(Items from a labeling collection)

────────────────────

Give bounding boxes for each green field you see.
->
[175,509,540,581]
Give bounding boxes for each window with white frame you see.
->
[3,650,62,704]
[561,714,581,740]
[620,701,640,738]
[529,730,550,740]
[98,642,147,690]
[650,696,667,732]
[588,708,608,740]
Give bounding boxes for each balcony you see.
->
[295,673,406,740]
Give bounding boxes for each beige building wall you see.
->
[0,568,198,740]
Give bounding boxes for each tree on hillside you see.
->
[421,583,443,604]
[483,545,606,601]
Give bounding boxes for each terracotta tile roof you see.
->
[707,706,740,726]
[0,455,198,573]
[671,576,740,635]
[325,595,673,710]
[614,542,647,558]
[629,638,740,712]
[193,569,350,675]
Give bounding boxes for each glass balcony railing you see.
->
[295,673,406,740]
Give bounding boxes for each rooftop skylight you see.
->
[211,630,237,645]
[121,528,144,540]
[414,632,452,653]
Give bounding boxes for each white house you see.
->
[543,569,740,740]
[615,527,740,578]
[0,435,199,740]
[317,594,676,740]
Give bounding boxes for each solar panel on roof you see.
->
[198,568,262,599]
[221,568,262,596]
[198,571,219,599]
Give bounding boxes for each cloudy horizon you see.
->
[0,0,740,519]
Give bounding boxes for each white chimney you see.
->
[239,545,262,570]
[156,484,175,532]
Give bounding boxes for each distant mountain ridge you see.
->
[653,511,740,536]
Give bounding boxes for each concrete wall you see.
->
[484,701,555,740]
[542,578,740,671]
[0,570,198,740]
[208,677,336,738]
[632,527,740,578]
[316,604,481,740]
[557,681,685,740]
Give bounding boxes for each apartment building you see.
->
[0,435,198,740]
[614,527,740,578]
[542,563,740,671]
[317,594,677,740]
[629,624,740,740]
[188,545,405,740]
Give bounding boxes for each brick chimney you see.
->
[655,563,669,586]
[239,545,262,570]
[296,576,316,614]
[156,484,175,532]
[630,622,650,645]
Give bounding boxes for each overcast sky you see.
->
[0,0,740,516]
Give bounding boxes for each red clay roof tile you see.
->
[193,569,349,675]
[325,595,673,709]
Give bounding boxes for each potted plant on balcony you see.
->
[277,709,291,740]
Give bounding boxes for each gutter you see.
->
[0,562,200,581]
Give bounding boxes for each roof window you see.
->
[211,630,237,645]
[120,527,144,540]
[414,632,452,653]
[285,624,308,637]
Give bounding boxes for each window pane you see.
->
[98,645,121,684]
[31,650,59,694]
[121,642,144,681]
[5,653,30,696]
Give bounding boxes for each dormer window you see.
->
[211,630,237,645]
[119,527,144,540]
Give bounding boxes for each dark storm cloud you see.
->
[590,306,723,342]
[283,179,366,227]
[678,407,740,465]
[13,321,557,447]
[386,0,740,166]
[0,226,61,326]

────────────────────

_STATED TASK_
Reproduce everything from the start of the records down to the line containing "[0,0,740,519]", both included, and keep every request line as it is. Scale each bounding box coordinate in the answers by 2.05, rounding to whole numbers with halves going up.

_RESPONSE_
Give bounding boxes for each green field you see.
->
[359,1043,1107,1191]
Give bounding boxes for each window with white frame you see.
->
[6,1333,127,1443]
[1150,1464,1191,1517]
[1271,1437,1312,1513]
[1084,1497,1128,1517]
[201,1316,301,1415]
[1333,1427,1367,1501]
[1205,1451,1246,1517]
Give bounding boxes for each balcony you see.
->
[605,1380,832,1517]
Give bounding boxes for each beige building wall you see.
->
[0,1164,406,1517]
Give bounding boxes for each tree on hillside you see.
->
[863,1195,908,1238]
[990,1117,1242,1232]
Give bounding boxes for each terracotta tile roof you see.
->
[1449,1447,1517,1488]
[0,933,406,1175]
[1376,1181,1517,1302]
[666,1220,1380,1456]
[1259,1111,1326,1144]
[1289,1308,1517,1460]
[396,1166,718,1384]
Give bounding boxes for each glass balcony railing you see.
->
[605,1380,832,1517]
Give bounding boxes for each rooftop skylight you see.
->
[433,1292,486,1322]
[248,1082,295,1107]
[849,1296,927,1339]
Give bounding boxes for each white house you see.
->
[1113,1166,1517,1517]
[1261,1080,1517,1185]
[0,892,408,1517]
[650,1218,1386,1517]
Give bounding boxes for each solar panel on roof you see.
->
[406,1164,537,1228]
[453,1164,537,1222]
[406,1171,449,1228]
Give bounding boxes for each cloudy horizon you see.
->
[0,0,1517,1064]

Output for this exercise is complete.